■ **Trecho da página**
————
Qualquer construção poderia estar em tal lugar privilegiado, no entanto, 
mas nenhuma, claro, seria como a minha casinha branca e rosa, que tem na porta o 
anúncio de que ali mora um cão feliz, e embora não haja anúncio, também ali mora 
uma gata muito dengosa e caçadora, afeita a vir do mato dos fundos com ratos de 
diversos tamanhos carregados na boca, e que são devidamente devorados na garagem 
para dois carros.
                                   
Esta minha casinha é encostada em outra, que é encostada em outra, e 
depois outra e outra, e elas formam como que uma muralha fechada por um portão 
que se abre com controle remoto e onde só entra quem mora no pequeno moderno 
burgo ou quem é convidado de algum dos moradores, coisa muito segura, onde a 
gente compartilha um jardim comunitário, um salãozinho de festas e um parquinho 
de diversões com quadra de macia areia, onde crianças muito educadas jogam 
futebol ou vôlei nos finais das tardes, maravilhosas crianças que jamais 
ultrapassam o portão da gente sem pedirem licença e que no dia primeiro de 
dezembro já estão de férias, pois, de tão estudiosas, passam todas sem exame.
————
■ **Seção de dados**
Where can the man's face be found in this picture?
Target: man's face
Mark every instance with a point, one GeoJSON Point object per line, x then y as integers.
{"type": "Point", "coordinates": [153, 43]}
————
■ **Tarefas a cumprir**
1) No trecho sobre a casinha, troque "gata" por "cadela" e reescreva a parte que começa em "Qualquer construção poderia" e termina em "para dois carros.".
2) Responda, por favor, com base no trecho sobre a casinha:
(a) De que cores é a casinha?
(b) Como se abre o portão?
(c) Em que dia as crianças já estão de férias?
A listagem não tem nenhum papel nesta atividade.

■ **Respostas do exercício**
1)
Qualquer construção poderia estar em tal lugar privilegiado, no entanto, 
mas nenhuma, claro, seria como a minha casinha branca e rosa, que tem na porta o 
anúncio de que ali mora um cão feliz, e embora não haja anúncio, também ali mora 
uma cadela muito dengosa e caçadora, afeita a vir do mato dos fundos com ratos de 
diversos tamanhos carregados na boca, e que são devidamente devorados na garagem 
para dois carros.

2)
(a) Branca e rosa.
(b) Com controle remoto.
(c) No dia primeiro de dezembro.